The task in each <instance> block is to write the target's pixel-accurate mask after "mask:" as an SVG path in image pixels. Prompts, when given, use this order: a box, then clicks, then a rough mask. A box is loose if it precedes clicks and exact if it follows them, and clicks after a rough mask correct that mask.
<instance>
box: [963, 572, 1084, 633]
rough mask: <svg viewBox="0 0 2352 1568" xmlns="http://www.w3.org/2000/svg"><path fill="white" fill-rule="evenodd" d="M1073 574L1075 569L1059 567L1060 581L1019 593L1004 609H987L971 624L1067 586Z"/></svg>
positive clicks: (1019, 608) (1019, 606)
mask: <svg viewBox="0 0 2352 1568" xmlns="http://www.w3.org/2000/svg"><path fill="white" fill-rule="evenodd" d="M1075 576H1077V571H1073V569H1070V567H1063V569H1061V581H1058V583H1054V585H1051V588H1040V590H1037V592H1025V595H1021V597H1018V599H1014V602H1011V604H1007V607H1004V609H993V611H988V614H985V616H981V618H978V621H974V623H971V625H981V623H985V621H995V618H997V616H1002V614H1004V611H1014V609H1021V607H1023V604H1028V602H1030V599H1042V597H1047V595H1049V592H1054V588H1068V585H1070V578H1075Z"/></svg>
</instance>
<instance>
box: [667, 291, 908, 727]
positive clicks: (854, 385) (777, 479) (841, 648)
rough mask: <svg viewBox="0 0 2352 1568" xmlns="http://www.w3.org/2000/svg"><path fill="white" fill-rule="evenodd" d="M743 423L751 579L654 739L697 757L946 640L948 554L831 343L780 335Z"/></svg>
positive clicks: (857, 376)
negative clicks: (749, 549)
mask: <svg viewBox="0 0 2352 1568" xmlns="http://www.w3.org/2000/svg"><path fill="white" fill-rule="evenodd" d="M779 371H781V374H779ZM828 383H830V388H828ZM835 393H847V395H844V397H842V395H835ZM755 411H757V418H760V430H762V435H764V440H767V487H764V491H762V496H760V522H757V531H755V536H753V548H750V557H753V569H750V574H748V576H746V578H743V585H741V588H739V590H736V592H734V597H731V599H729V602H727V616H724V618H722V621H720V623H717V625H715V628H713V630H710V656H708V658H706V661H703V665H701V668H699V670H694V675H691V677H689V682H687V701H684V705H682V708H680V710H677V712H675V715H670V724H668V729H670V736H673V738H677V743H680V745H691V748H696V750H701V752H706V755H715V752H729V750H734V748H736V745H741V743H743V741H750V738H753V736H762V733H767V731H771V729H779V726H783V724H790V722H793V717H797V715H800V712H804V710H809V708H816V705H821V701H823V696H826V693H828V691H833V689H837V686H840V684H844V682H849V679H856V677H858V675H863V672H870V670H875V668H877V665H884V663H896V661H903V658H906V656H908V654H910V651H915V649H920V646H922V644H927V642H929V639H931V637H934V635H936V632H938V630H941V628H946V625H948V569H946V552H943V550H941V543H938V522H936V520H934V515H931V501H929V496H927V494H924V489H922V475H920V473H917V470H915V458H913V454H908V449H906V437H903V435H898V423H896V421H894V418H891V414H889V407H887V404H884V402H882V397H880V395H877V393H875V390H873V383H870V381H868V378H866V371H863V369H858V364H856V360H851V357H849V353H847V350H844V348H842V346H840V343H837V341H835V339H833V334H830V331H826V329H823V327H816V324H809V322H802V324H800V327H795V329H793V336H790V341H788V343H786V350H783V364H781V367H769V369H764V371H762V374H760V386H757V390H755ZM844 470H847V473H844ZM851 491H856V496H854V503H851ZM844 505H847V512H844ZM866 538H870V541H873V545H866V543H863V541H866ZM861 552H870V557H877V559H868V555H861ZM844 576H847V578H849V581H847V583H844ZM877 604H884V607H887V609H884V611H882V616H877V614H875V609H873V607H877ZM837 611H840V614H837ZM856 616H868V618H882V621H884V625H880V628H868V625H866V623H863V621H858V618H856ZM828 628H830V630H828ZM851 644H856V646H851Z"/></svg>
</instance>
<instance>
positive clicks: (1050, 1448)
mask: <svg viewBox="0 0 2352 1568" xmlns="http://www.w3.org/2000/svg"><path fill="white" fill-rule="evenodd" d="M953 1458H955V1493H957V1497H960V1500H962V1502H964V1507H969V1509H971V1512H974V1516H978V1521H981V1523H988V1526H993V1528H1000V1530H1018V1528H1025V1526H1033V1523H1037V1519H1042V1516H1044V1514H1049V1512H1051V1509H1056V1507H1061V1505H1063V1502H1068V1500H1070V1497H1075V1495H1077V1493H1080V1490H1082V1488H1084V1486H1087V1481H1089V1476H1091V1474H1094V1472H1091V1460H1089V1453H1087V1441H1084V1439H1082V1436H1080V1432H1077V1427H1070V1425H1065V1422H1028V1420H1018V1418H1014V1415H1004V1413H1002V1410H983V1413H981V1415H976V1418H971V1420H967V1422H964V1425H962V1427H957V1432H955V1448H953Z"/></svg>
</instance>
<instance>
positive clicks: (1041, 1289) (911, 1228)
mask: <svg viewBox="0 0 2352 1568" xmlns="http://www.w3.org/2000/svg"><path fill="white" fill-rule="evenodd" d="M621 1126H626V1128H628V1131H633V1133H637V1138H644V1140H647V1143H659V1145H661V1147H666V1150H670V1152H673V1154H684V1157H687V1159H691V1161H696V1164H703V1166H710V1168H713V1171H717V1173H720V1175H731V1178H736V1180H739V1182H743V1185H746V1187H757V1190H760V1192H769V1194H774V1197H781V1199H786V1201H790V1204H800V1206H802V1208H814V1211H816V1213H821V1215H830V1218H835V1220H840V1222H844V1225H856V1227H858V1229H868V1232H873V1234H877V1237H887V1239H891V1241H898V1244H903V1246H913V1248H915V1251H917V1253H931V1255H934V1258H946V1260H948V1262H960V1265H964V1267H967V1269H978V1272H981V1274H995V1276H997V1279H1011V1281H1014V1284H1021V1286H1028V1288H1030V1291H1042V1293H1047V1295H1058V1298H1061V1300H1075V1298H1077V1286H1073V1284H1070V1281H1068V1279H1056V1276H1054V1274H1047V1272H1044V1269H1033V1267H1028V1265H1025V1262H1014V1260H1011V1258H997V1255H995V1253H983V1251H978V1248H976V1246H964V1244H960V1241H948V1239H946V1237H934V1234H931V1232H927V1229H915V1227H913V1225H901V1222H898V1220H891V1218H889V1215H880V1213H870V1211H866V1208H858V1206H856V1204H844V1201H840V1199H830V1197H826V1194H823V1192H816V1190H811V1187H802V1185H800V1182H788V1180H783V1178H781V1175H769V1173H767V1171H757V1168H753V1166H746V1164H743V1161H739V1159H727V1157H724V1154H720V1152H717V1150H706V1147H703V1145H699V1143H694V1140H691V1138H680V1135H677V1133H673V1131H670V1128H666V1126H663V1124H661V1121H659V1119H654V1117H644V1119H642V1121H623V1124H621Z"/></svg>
--- --- ---
## Action item
Render every line of the listing above as a JSON array of strings, one string per line, omitting blank lines.

## Answer to this exercise
[
  "The task in each <instance> block is to write the target's pixel-accurate mask after \"mask:\" as an SVG path in image pixels. Prompts, when given, use this order: a box, then clicks, then a rough mask. A box is loose if it precedes clicks and exact if it follows them, and clicks after a rough mask correct that mask.",
  "<instance>",
  "box: [963, 572, 1084, 633]",
  "rough mask: <svg viewBox=\"0 0 2352 1568\" xmlns=\"http://www.w3.org/2000/svg\"><path fill=\"white\" fill-rule=\"evenodd\" d=\"M1073 574L1075 569L1059 567L1060 581L1019 593L1004 609H987L971 624L1067 586Z\"/></svg>",
  "positive clicks: (1019, 608) (1019, 606)",
  "mask: <svg viewBox=\"0 0 2352 1568\" xmlns=\"http://www.w3.org/2000/svg\"><path fill=\"white\" fill-rule=\"evenodd\" d=\"M1075 576H1077V571H1073V569H1070V567H1063V569H1061V581H1058V583H1054V585H1051V588H1040V590H1037V592H1025V595H1021V597H1018V599H1014V602H1011V604H1007V607H1004V609H993V611H988V614H985V616H981V618H978V621H974V623H971V625H981V623H985V621H995V618H997V616H1002V614H1004V611H1014V609H1021V607H1023V604H1028V602H1030V599H1042V597H1047V595H1049V592H1054V588H1068V585H1070V578H1075Z\"/></svg>",
  "</instance>",
  "<instance>",
  "box: [667, 291, 908, 727]",
  "positive clicks: (854, 385) (777, 479) (841, 648)",
  "rough mask: <svg viewBox=\"0 0 2352 1568\" xmlns=\"http://www.w3.org/2000/svg\"><path fill=\"white\" fill-rule=\"evenodd\" d=\"M743 423L751 579L654 739L697 757L946 640L948 554L831 343L780 335Z\"/></svg>",
  "positive clicks: (857, 376)",
  "negative clicks: (749, 549)",
  "mask: <svg viewBox=\"0 0 2352 1568\" xmlns=\"http://www.w3.org/2000/svg\"><path fill=\"white\" fill-rule=\"evenodd\" d=\"M779 371H781V374H779ZM828 383H830V388H828ZM835 393H847V395H844V397H842V395H835ZM755 411H757V418H760V430H762V435H764V440H767V487H764V491H762V496H760V522H757V531H755V536H753V548H750V557H753V569H750V574H748V576H746V578H743V585H741V588H739V590H736V592H734V597H731V599H729V602H727V616H724V618H722V621H720V623H717V625H715V628H713V630H710V656H708V658H706V661H703V665H701V668H699V670H694V675H691V677H689V682H687V701H684V705H682V708H680V710H677V712H675V715H670V724H668V729H670V736H673V738H677V743H680V745H691V748H696V750H701V752H706V755H715V752H729V750H734V748H736V745H741V743H743V741H750V738H753V736H762V733H767V731H771V729H779V726H783V724H790V722H793V717H797V715H800V712H804V710H809V708H816V705H821V701H823V696H826V693H828V691H833V689H837V686H840V684H844V682H849V679H856V677H858V675H863V672H870V670H875V668H877V665H884V663H896V661H903V658H906V656H908V654H910V651H915V649H920V646H922V644H927V642H929V639H931V637H934V635H936V632H938V630H941V628H946V625H948V569H946V552H943V550H941V543H938V522H936V520H934V515H931V501H929V496H927V494H924V489H922V475H920V473H917V470H915V458H913V454H908V449H906V437H903V435H898V423H896V421H894V418H891V414H889V407H887V404H884V402H882V397H880V395H877V393H875V390H873V383H870V381H868V378H866V371H863V369H858V364H856V360H851V357H849V353H847V350H844V348H842V346H840V343H837V341H835V339H833V334H830V331H826V329H823V327H816V324H809V322H802V324H800V327H795V329H793V336H790V341H788V343H786V350H783V364H781V367H769V369H764V371H762V374H760V386H757V390H755ZM844 470H847V473H844ZM851 491H856V496H854V503H851ZM844 505H847V512H844ZM866 538H870V541H873V545H866V543H863V541H866ZM861 552H870V557H877V559H868V555H861ZM844 576H847V578H849V581H847V583H844ZM877 604H884V607H887V609H884V611H882V616H877V614H875V609H873V607H877ZM837 611H840V614H837ZM856 616H868V618H882V621H884V625H880V628H868V625H866V623H863V621H858V618H856ZM828 628H830V630H828ZM851 644H856V646H851Z\"/></svg>",
  "</instance>",
  "<instance>",
  "positive clicks: (1050, 1448)",
  "mask: <svg viewBox=\"0 0 2352 1568\" xmlns=\"http://www.w3.org/2000/svg\"><path fill=\"white\" fill-rule=\"evenodd\" d=\"M953 1458H955V1493H957V1497H960V1500H962V1502H964V1507H969V1509H971V1512H974V1516H978V1521H981V1523H988V1526H993V1528H1000V1530H1018V1528H1025V1526H1033V1523H1037V1519H1042V1516H1044V1514H1049V1512H1051V1509H1056V1507H1061V1505H1063V1502H1068V1500H1070V1497H1075V1495H1077V1493H1080V1490H1082V1488H1084V1486H1087V1481H1089V1476H1091V1474H1094V1472H1091V1460H1089V1453H1087V1441H1084V1439H1082V1436H1080V1432H1077V1427H1070V1425H1065V1422H1028V1420H1018V1418H1014V1415H1004V1413H1002V1410H983V1413H981V1415H976V1418H971V1420H967V1422H964V1425H962V1427H957V1432H955V1448H953Z\"/></svg>",
  "</instance>",
  "<instance>",
  "positive clicks: (1041, 1289) (911, 1228)",
  "mask: <svg viewBox=\"0 0 2352 1568\" xmlns=\"http://www.w3.org/2000/svg\"><path fill=\"white\" fill-rule=\"evenodd\" d=\"M621 1126H626V1128H628V1131H633V1133H637V1138H644V1140H647V1143H659V1145H661V1147H666V1150H670V1152H673V1154H684V1157H687V1159H691V1161H696V1164H703V1166H710V1168H713V1171H717V1173H720V1175H731V1178H736V1180H739V1182H743V1185H746V1187H757V1190H760V1192H769V1194H774V1197H781V1199H786V1201H790V1204H800V1206H802V1208H814V1211H816V1213H821V1215H830V1218H835V1220H840V1222H844V1225H856V1227H858V1229H868V1232H873V1234H877V1237H887V1239H891V1241H898V1244H903V1246H913V1248H915V1251H917V1253H931V1255H934V1258H946V1260H948V1262H960V1265H964V1267H967V1269H978V1272H981V1274H995V1276H997V1279H1011V1281H1014V1284H1021V1286H1028V1288H1030V1291H1042V1293H1047V1295H1058V1298H1061V1300H1075V1298H1077V1286H1073V1284H1070V1281H1068V1279H1056V1276H1054V1274H1047V1272H1044V1269H1033V1267H1028V1265H1025V1262H1014V1260H1011V1258H997V1255H995V1253H983V1251H978V1248H976V1246H964V1244H960V1241H948V1239H946V1237H934V1234H931V1232H927V1229H915V1227H913V1225H901V1222H898V1220H891V1218H889V1215H880V1213H870V1211H866V1208H858V1206H856V1204H844V1201H840V1199H830V1197H826V1194H823V1192H816V1190H811V1187H802V1185H800V1182H788V1180H783V1178H781V1175H769V1173H767V1171H757V1168H753V1166H746V1164H743V1161H739V1159H727V1157H724V1154H720V1152H717V1150H706V1147H703V1145H699V1143H694V1140H691V1138H680V1135H677V1133H673V1131H670V1128H666V1126H663V1124H661V1121H659V1119H654V1117H644V1119H642V1121H623V1124H621Z\"/></svg>"
]